• _GESTELLTE AUFGABE A_: Kannst du aus dem Thread zum Scott Voltage JR 20 den Abschnitt von „Originalbereifung getauscht gegen“ bis „113,5mm (270 Gramm)“ wortgetreu wiedergeben?

• _VORLIEGENDER TEXT_:
↓↓↓
# Scott Voltage JR 20 - von 11,20 kg auf 9,06 kg verschlankt



## Bubilein79 (7. Dezember 2016)

Hallo zusammen,
nach dem Projekt des 24" Voltage meiner Tochter war nun das 20" Modell aus 2010 für meinen Sohn dran. Ausgangsgewicht lag netto bei 11,20 kg. Nun bin ich auf 9,06 kg netto gekommen. Investiert habe ich ca. 110,- €. Das Bike habe ich für 20,- € gekauft.	   

Folgende Teile habe ich getauscht:


Federgabel Suntour (1780 Gramm) gegen Frog-Gabel 20" (550 Gramm)
Originalbereifung getauscht gegen Schwalbe Black Jack
Originalschläuche getauscht gegen Schwalbe Schläuche
Stahl-Rizer-Lenker getauscht gegen Flat-Alulenker aus der Teilekiste
Innenlager getauscht, da defekt gegen Neco 113,5mm (270 Gramm)
Griffe getauscht gegen Schaumstoffgriffe (30 Gramm)
Umbau 6-Gang Gripshift gegen Shimano-Trigger und 7-Gang
Pedale VP-580 getauscht gegen gebrauchte aus der Teilekiste (240 Gramm)
Sonst noch Verschleißteile, wie Kette, Bremsbeläge...
Hier mal einige Bilder vom Ergebnis:


----------



## zr0wrk (7. Dezember 2016)

Sollten die Gripshifter nicht leichter sein als die Trigger? Bei SRAM ist das zumindest so.


----------



## MTB-News.de




----------



## Bubilein79 (7. Dezember 2016)

zr0wrk schrieb:


> Sollten die Gripshifter nicht leichter sein als die Trigger? Bei SRAM ist das zumindest so.



Leichter mit Sicherheit, allerdings für die kleinen Kinderhände meines Sohnes absolut unpraktikabel. Er schaffte schon fast nicht, die 3-Gang Nexus seines 16" Centurion nicht ganz einfach zu bedienen. Daher kam jetzt die Umstellung auf Trigger.
↑↑↑
• _ZEILEN ZUR AUFGABE_:
↓↓↓
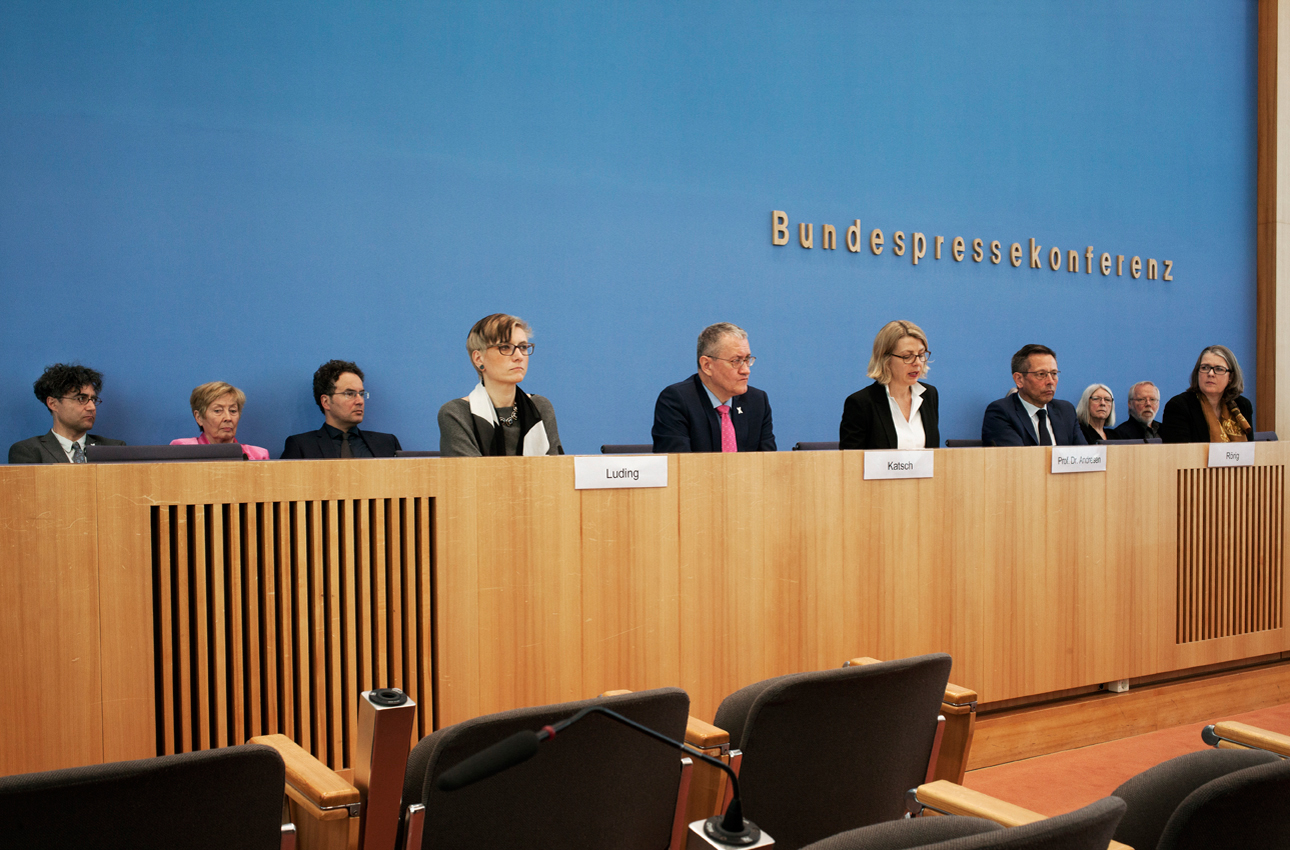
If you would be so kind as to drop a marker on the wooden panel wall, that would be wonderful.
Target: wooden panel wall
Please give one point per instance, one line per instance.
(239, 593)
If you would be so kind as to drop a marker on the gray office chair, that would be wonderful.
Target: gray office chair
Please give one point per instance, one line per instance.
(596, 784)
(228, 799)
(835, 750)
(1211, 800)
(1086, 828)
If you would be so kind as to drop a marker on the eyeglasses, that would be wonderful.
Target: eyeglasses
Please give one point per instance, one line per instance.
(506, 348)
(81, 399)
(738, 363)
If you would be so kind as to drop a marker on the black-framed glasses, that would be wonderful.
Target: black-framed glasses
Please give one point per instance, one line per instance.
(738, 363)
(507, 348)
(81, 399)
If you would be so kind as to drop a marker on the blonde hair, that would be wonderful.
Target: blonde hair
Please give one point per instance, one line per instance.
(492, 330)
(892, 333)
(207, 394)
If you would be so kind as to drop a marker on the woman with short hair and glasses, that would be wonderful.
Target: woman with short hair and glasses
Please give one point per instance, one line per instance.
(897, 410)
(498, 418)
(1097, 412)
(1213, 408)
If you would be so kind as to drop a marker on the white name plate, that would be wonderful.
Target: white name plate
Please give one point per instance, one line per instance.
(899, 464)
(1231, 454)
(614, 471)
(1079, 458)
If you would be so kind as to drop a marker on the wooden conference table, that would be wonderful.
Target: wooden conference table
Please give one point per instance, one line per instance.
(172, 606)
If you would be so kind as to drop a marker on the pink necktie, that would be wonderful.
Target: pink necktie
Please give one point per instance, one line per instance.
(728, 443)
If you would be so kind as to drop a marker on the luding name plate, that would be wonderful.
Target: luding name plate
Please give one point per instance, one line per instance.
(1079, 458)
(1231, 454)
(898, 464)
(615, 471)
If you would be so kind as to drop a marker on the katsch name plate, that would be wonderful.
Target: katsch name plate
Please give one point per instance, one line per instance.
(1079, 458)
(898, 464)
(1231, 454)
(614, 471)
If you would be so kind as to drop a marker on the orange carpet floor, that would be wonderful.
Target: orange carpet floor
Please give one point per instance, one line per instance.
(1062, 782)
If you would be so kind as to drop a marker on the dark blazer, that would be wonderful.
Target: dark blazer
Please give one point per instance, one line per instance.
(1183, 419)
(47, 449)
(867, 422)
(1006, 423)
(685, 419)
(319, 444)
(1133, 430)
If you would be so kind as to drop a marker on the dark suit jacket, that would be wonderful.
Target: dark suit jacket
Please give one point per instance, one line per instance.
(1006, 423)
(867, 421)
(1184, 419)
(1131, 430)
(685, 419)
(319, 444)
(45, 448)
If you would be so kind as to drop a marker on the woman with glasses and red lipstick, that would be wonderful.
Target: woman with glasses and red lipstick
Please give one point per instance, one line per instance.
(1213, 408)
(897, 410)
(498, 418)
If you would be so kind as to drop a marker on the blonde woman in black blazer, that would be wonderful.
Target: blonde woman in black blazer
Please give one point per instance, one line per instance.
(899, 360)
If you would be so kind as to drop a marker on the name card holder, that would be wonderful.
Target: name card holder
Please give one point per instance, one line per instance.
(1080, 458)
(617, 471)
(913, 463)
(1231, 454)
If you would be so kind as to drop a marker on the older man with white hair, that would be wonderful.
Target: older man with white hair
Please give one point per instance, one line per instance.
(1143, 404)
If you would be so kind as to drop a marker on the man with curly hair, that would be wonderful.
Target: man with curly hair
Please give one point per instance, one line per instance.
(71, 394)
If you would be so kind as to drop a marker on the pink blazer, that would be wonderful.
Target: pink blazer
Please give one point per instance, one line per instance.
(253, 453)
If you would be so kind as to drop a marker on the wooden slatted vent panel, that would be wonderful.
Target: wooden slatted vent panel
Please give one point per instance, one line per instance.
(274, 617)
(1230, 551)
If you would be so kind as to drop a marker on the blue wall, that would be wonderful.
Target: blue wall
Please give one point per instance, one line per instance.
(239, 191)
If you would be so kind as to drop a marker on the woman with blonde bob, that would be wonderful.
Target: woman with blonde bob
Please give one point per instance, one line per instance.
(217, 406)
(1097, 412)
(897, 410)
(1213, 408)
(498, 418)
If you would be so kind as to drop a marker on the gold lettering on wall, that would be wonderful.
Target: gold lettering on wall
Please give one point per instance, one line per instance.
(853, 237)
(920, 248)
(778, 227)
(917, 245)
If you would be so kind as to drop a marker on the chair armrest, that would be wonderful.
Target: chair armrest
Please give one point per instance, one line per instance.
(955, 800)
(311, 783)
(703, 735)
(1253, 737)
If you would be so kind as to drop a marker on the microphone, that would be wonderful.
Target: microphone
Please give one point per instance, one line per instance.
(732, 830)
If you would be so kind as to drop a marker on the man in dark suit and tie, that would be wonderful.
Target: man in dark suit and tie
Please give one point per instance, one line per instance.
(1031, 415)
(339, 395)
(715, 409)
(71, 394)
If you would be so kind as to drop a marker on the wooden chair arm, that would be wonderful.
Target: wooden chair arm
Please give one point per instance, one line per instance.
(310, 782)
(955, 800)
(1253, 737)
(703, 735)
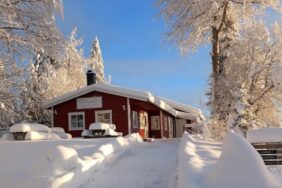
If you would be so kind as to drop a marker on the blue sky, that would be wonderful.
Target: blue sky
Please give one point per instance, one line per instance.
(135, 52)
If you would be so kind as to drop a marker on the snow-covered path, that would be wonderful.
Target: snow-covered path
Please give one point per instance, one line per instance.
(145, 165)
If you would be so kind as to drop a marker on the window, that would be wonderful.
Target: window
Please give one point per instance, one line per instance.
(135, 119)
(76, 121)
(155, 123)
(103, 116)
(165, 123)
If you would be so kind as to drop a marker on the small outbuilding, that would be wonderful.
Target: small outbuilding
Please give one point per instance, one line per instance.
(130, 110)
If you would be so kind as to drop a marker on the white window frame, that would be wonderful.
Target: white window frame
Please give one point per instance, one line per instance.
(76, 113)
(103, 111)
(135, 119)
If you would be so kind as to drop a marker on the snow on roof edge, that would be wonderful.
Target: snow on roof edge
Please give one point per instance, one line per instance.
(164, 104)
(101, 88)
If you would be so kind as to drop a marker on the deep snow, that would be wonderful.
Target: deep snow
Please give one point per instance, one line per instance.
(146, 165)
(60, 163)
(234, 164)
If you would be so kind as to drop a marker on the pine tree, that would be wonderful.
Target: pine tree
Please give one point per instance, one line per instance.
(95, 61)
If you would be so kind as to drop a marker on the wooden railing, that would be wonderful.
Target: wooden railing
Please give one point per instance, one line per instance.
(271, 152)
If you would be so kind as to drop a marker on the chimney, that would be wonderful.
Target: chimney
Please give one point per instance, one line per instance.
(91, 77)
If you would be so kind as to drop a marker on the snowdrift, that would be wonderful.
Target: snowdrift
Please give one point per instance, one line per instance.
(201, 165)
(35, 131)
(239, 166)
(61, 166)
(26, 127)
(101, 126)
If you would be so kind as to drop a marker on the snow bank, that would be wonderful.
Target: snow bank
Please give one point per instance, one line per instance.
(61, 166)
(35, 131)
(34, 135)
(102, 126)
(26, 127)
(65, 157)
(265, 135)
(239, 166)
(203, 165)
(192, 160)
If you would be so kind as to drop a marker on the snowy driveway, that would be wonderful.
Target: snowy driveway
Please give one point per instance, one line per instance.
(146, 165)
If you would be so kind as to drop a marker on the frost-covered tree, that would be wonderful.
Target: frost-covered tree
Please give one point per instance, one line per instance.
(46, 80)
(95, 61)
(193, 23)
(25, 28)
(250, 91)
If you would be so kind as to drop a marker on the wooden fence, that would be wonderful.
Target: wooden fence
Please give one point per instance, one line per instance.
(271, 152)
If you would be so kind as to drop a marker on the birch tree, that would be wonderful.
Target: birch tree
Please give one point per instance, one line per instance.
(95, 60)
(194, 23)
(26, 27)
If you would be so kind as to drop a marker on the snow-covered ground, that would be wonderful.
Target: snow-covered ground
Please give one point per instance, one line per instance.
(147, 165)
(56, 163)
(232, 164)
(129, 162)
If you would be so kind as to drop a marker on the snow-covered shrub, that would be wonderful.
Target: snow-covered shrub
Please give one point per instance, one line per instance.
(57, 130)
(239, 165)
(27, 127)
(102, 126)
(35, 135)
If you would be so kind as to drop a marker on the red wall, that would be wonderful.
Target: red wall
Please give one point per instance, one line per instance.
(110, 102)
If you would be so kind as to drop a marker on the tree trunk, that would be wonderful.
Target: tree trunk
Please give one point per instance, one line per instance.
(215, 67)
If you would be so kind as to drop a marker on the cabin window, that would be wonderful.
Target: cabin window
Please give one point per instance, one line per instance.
↑↑↑
• _GESTELLTE AUFGABE B_: Würdest du aus den Zeilen nach dem Thread den Abschnitt von der Zeile mit „white name plate, that would be wonderful.“ bis zur Zeile mit „(1133, 430)“, beide eingeschlossen, unverändert duplizieren?

• _ANTWORT ZUR ÜBUNG A_:
Originalbereifung getauscht gegen Schwalbe Black Jack
Originalschläuche getauscht gegen Schwalbe Schläuche
Stahl-Rizer-Lenker getauscht gegen Flat-Alulenker aus der Teilekiste
Innenlager getauscht, da defekt gegen Neco 113,5mm (270 Gramm)

• _ANTWORT ZUR ÜBUNG B_:
If you would be so kind as to drop a marker on the white name plate, that would be wonderful.
Target: white name plate
Please give one point per instance, one line per instance.
(899, 464)
(1231, 454)
(614, 471)
(1079, 458)
If you would be so kind as to drop a marker on the wooden conference table, that would be wonderful.
Target: wooden conference table
Please give one point per instance, one line per instance.
(172, 606)
If you would be so kind as to drop a marker on the pink necktie, that would be wonderful.
Target: pink necktie
Please give one point per instance, one line per instance.
(728, 443)
If you would be so kind as to drop a marker on the luding name plate, that would be wonderful.
Target: luding name plate
Please give one point per instance, one line per instance.
(1079, 458)
(1231, 454)
(898, 464)
(615, 471)
If you would be so kind as to drop a marker on the katsch name plate, that would be wonderful.
Target: katsch name plate
Please give one point per instance, one line per instance.
(1079, 458)
(898, 464)
(1231, 454)
(614, 471)
If you would be so kind as to drop a marker on the orange carpet floor, that would be wonderful.
Target: orange carpet floor
Please give one point per instance, one line per instance.
(1062, 782)
If you would be so kind as to drop a marker on the dark blazer, that would be wonderful.
Target: dark blazer
Please give one point per instance, one line per instance.
(1183, 419)
(47, 449)
(867, 422)
(1006, 423)
(685, 419)
(319, 444)
(1133, 430)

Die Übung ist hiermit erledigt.